# To do:
**A.** Translate this sentence from the text on regression testing in agile development into Spanish: "Regression testing can keep teams from shipping critical bugs to production by confirming the most important parts of an app are still working every time new code is pushed."
**B.** Carry on the text about regression testing in agile development from its final sentence.

For teams following agile software development practices, regression testing is a must. Agile teams constantly make changes to live software that can introduce regressions (or, code changes that break the functionality of part of an app).

Regression testing can keep teams from shipping critical bugs to production by confirming the most important parts of an app are still working every time new code is pushed. 

However, regression testing has developed a bit of a reputation as being difficult to execute in an agile environment without slowing down sprints.

There’s a few reasons for this perceived tension between agile methodology and regression testing:

  • Manual regression testing is, by nature, monotonous and time-consuming. The testing process can feel like a bottleneck to frequently pushing features to production and getting fast customer feedback—core tenets of agile. 
  • The first generation of automated regression testing tools (primarily early versions of Selenium) created their own problems in the form of flaky, unreliable tests that required constant maintenance. If a team didn’t stay on top of its test maintenance, the regression test suite became its own source of technical debt.
  • Many teams probably do more testing than they need to, either because they think they need to achieve 100% test coverage, or they don’t prioritize test cases appropriately.

Luckily, all of these issues can be resolved with modern automated regression testing tools and strategies. 

In this post, we’ll cover the basics of regression testing in an agile development environment, and then we’ll share five strategies that help teams overcome common challenges associated with doing regression testing in agile.

We’ll also walk through some of the ways our tool, Rainforest QA, makes it easier than other automated testing tools for agile teams to fit regression testing into sprints. (Talk to us about setting up a Rainforest plan that fits your needs.)

# Data rows:
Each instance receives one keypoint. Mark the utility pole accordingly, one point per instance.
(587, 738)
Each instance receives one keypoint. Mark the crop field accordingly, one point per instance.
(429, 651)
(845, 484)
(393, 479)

# Answers for the tasks:
**A.** Las pruebas de regresión pueden evitar que los equipos lleven errores críticos a producción al confirmar que las partes más importantes de una aplicación siguen funcionando cada vez que se sube código nuevo.

**B.**
Understanding Regression Testing in an Agile Development Context

Before we dig into the details of how to execute regression testing in agile, let’s clarify one thing: 

Regression testing is meant to complement other forms of automated software testing. 

Regression testing is a form of black box functional testing that evaluates whether a specific input in your app leads to a predictable, consistent output. Because regression testing doesn’t necessarily directly test the accuracy of the code, it’s still important to at least run unit tests before doing any regression testing. 

Why Regression Testing is Necessary in Agile

When developers are writing code for new features, it’s hard to keep in mind all the intricate ways the new code could interact with existing code. Attempting to avoid any possible UI errors slows developers down, making it hard for agile teams to meet their deadlines in each sprint. In many cases, it’s impossible not to introduce at least some errors. 

But with a reliable regression test suite, a developer can test the compatibility of a new feature with all existing functionalities before they check the branch back into master. If the tests find new bugs, they can fix them before merging the branch. In this way, regression testing becomes a safety net that helps developers focus on the new functionality they’re building.

Most developers today wouldn’t dream of checking in a new code branch without doing unit testing first. Similarly, when new developers start at Rainforest, they can’t believe they ever merged a branch or pushed code to production without regression testing the UI first.

Which Team Members Should “Own” Regression Testing

One problem agile development teams run into with regression testing is waiting for a siloed QA team to write, run, and interpret tests. If the QA team gets behind on test creation, regression testing can easily become a bottleneck.

For this reason, we believe a better approach is for developers and QA specialists to work closely together in a hybrid team to share the ownership of regression testing. 

When the QA team is tightly integrated into the product development process, they can start planning their test coverage and writing tests much earlier in the development lifecycle than if they are siloed. 

In that scenario, the QA team members can own the test planning and writing, and the developers can own test interpretation and maintenance. 

As soon as new features are live on some pre-prod branch, the QA team can start writing tests to cover the new user paths. When the developers check in a new branch, they can run the existing regression suite with one click. If any of the tests fail, they can quickly determine if the failures represent real bugs or if the tests just need to be refactored. 

Since the new code they’re checking in is fresh on their mind, it’s usually easy for them to identify why a test failed and refactor it quickly. 

However, traditional test automation tools have made this setup unworkable for many companies because of the technical barrier to entry.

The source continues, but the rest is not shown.